Problem description — Repeat each record below exactly as given.

------------

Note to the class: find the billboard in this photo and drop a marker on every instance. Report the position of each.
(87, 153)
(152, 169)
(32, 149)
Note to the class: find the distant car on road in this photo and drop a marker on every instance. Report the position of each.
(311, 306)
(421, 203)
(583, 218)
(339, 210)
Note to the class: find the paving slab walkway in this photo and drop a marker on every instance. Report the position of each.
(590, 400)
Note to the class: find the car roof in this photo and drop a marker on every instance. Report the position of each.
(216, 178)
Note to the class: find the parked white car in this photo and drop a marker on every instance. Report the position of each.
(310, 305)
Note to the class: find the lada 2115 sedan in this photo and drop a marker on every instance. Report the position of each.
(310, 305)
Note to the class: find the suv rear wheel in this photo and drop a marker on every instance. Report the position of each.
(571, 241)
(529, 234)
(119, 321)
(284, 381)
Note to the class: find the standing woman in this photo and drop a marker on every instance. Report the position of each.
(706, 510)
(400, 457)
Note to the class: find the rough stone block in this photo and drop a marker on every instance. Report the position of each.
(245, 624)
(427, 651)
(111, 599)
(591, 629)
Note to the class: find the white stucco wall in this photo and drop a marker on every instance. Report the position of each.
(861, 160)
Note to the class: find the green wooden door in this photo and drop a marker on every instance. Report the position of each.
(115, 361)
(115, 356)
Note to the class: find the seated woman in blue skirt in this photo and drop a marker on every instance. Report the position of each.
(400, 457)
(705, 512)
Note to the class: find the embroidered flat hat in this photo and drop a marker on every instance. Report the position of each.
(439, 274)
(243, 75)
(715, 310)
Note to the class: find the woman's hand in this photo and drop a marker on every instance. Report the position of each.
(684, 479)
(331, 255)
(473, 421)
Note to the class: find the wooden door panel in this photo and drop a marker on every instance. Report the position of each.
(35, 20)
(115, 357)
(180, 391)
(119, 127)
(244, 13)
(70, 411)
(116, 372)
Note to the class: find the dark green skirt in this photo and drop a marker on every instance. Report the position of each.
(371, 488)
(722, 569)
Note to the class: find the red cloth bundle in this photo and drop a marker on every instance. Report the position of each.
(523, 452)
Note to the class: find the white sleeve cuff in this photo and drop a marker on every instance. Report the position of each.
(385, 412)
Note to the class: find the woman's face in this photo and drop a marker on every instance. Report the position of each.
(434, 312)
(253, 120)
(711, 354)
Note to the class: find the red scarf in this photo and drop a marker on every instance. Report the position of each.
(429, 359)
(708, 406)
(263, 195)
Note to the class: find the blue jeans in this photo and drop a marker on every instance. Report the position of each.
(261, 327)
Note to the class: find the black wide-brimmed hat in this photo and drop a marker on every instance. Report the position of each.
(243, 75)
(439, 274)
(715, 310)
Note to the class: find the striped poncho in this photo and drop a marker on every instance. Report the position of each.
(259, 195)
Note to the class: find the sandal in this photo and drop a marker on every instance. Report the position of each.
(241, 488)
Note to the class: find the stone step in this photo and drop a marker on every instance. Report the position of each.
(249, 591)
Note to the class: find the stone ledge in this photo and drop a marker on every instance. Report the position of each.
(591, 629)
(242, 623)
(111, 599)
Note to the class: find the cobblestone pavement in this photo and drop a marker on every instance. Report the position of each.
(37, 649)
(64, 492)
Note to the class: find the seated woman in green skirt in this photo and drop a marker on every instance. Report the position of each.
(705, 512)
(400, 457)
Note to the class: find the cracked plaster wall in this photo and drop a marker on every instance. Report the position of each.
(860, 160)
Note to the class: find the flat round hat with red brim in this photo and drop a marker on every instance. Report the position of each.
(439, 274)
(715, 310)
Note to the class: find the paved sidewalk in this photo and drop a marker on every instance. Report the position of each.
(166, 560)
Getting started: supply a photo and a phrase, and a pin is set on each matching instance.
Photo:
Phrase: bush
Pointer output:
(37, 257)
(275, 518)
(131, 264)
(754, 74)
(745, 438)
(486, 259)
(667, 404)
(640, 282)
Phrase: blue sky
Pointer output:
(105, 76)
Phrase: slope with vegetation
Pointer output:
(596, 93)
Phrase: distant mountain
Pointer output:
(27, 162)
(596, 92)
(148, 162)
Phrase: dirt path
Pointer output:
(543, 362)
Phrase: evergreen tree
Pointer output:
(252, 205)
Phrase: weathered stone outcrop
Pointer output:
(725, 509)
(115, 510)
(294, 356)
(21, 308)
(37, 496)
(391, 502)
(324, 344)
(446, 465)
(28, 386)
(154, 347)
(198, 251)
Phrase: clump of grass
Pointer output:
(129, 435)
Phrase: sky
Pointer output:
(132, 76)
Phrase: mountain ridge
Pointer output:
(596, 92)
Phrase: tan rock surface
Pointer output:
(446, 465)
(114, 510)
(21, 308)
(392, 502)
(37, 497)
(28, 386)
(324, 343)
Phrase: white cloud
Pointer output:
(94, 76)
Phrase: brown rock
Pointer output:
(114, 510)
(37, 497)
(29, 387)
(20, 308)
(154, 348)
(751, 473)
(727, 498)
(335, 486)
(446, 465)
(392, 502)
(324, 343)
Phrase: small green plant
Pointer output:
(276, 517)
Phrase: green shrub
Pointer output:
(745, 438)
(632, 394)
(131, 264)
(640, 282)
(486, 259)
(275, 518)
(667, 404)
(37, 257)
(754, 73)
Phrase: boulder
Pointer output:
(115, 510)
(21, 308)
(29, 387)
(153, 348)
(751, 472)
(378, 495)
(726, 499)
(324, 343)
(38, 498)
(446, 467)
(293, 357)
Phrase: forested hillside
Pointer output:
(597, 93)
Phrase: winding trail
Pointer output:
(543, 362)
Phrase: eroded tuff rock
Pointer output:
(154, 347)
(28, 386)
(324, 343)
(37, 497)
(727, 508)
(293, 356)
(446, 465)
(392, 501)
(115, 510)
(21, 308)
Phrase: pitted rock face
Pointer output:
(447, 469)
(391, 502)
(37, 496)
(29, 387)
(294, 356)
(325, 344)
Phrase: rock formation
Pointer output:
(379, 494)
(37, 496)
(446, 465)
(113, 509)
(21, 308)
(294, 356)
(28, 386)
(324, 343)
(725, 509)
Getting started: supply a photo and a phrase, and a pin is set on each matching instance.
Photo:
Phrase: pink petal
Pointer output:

------------

Output of the task —
Note to the class: find the billboard in this photo and drop a marker on every instance. Report the position of each.
(87, 153)
(152, 169)
(32, 149)
Note to the class: find the distant car on road in this photo and drop a marker on every instance. Report the position of each.
(311, 306)
(421, 203)
(583, 218)
(339, 210)
Note to the class: find the paving slab walkway in this photo and drop a marker on every instance. Report the position of each.
(590, 400)
Note to the class: find the car roof in this photo and drop a marker on every instance. Report the position of each.
(216, 178)
Note to the class: find the parked white car in this photo and drop a marker on every instance. Report the position of each.
(310, 305)
Note to the class: find the lada 2115 sedan in this photo and drop a marker on every instance. Report the position of each.
(310, 305)
Note to the class: find the suv rear wheel in this photo and drop a marker on every instance. Report the position of each.
(571, 241)
(529, 234)
(119, 321)
(284, 381)
Note to the class: find the standing woman in this photo and drop a marker on every instance. Report the position of each.
(706, 510)
(400, 457)
Note to the class: find the rough stone block in this photo and drop a marker on every instance. Report the position of each.
(245, 624)
(427, 651)
(111, 599)
(591, 629)
Note to the class: find the white stucco wall in this photo and drop a marker on every instance. Report the position of each.
(861, 160)
Note to the class: find the green wooden door in this photo and drop a marker on every instance. Report the position of each.
(115, 361)
(115, 356)
Note to the class: find the seated woman in blue skirt in this photo and drop a marker on every instance. Report the position of each.
(400, 457)
(705, 512)
Note to the class: find the embroidered flat hat in this photo and drop a marker on every instance. Report the position of each.
(439, 274)
(243, 75)
(715, 310)
Note to the class: find the woman's hand in this photo and drop a marker on every instance. Report the position of each.
(684, 479)
(331, 255)
(473, 421)
Note to the class: find the wooden door panel in this photo and drop a marker on every instance. Report the position of each.
(35, 20)
(115, 357)
(180, 391)
(119, 127)
(244, 13)
(70, 411)
(116, 372)
Note to the class: find the dark green skirt in this photo and drop a marker on every instance. Report the position of each.
(371, 488)
(722, 569)
Note to the class: find the red cloth bundle in this photo and drop a marker on every instance. Report the position of each.
(523, 452)
Note to the class: find the white sleeve cuff in this photo and drop a marker on every instance. Report the position of each.
(385, 412)
Note to the class: find the woman's face in this photo and drop a marker on every instance. Report the position of each.
(434, 312)
(253, 120)
(711, 354)
Note to the class: find the red scarf in this photo and drop a marker on every instance. Report the position of each.
(429, 359)
(708, 406)
(263, 195)
Note to the class: find the blue jeans in this photo and drop a marker on every instance. Report the position of each.
(261, 327)
Note to the class: find the black wide-brimmed hat in this photo and drop a marker on every instance. Report the position of each.
(243, 75)
(439, 274)
(715, 310)
Note to the class: find the striped poncho in this photo and drop a marker on every instance. Report the position of each.
(259, 195)
Note to the class: find the sandal in this photo and drop a marker on every instance. Report the position of each.
(241, 488)
Note to the class: find the stone step in this photo and drop a marker on every instance. Report the position of each.
(249, 591)
Note to the class: find the stone ledge in this photo and drop a marker on every instance. Report the position of each.
(591, 629)
(242, 623)
(111, 599)
Note to the class: find the cobblestone pavement in this photo and drop a marker on every instance. Report the position of each.
(37, 649)
(64, 492)
Note to the class: find the seated woman in green skirt in this photo and drop a marker on every instance. Report the position of each.
(705, 512)
(400, 457)
Note to the class: find the cracked plaster wall in this photo and drop a marker on every instance. Report the position of each.
(860, 160)
Note to the class: find the flat round hat with red brim in this photo and drop a marker on every instance. Report the position of each.
(439, 274)
(715, 310)
Note to the class: find the paved sidewalk in this photo and drop a marker on every instance. Report the position of each.
(166, 560)
Getting started: supply a photo and a phrase, and a pin is set on each matching instance.
Photo:
Phrase: bush
Pointer output:
(37, 257)
(275, 518)
(131, 264)
(754, 74)
(745, 438)
(486, 259)
(667, 404)
(640, 282)
Phrase: blue sky
Pointer output:
(105, 76)
Phrase: slope with vegetation
Pointer output:
(596, 93)
Phrase: distant mountain
Pointer output:
(27, 162)
(596, 92)
(148, 162)
Phrase: dirt path
Pointer output:
(543, 362)
Phrase: evergreen tree
Pointer output:
(252, 205)
Phrase: weathered stone outcrop
Pointer output:
(725, 509)
(115, 510)
(294, 356)
(21, 308)
(37, 496)
(391, 502)
(324, 344)
(446, 465)
(28, 386)
(154, 347)
(198, 251)
Phrase: clump of grass
Pointer output:
(129, 435)
Phrase: sky
Pointer output:
(132, 76)
Phrase: mountain ridge
Pointer output:
(596, 92)
Phrase: tan rock surface
Pointer output:
(446, 465)
(114, 510)
(21, 308)
(392, 502)
(37, 497)
(28, 386)
(324, 343)
Phrase: white cloud
Pointer output:
(94, 76)
Phrase: brown rock
Pointer output:
(114, 510)
(37, 497)
(29, 387)
(20, 308)
(154, 348)
(751, 473)
(727, 498)
(335, 486)
(446, 465)
(392, 502)
(324, 343)
Phrase: small green plant
Pointer output:
(276, 517)
Phrase: green shrub
Pointer output:
(745, 438)
(632, 394)
(131, 264)
(640, 282)
(486, 259)
(275, 518)
(667, 404)
(37, 257)
(754, 73)
Phrase: boulder
Pointer output:
(115, 510)
(21, 308)
(29, 387)
(153, 348)
(751, 472)
(378, 495)
(726, 499)
(324, 343)
(38, 498)
(446, 467)
(293, 357)
Phrase: forested hillside
Pointer output:
(597, 93)
Phrase: winding trail
Pointer output:
(543, 362)
Phrase: eroded tuff rock
Pointer output:
(154, 347)
(28, 386)
(324, 343)
(37, 497)
(727, 508)
(293, 356)
(446, 465)
(392, 501)
(115, 510)
(21, 308)
Phrase: pitted rock face
Pointer output:
(447, 469)
(391, 502)
(37, 496)
(29, 387)
(294, 356)
(325, 344)
Phrase: rock formation
Pointer output:
(379, 494)
(37, 496)
(446, 465)
(113, 509)
(21, 308)
(294, 356)
(28, 386)
(324, 343)
(725, 509)
Getting started: supply a photo and a phrase, and a pin is set on each matching instance.
Photo:
Phrase: pink petal
Pointer output:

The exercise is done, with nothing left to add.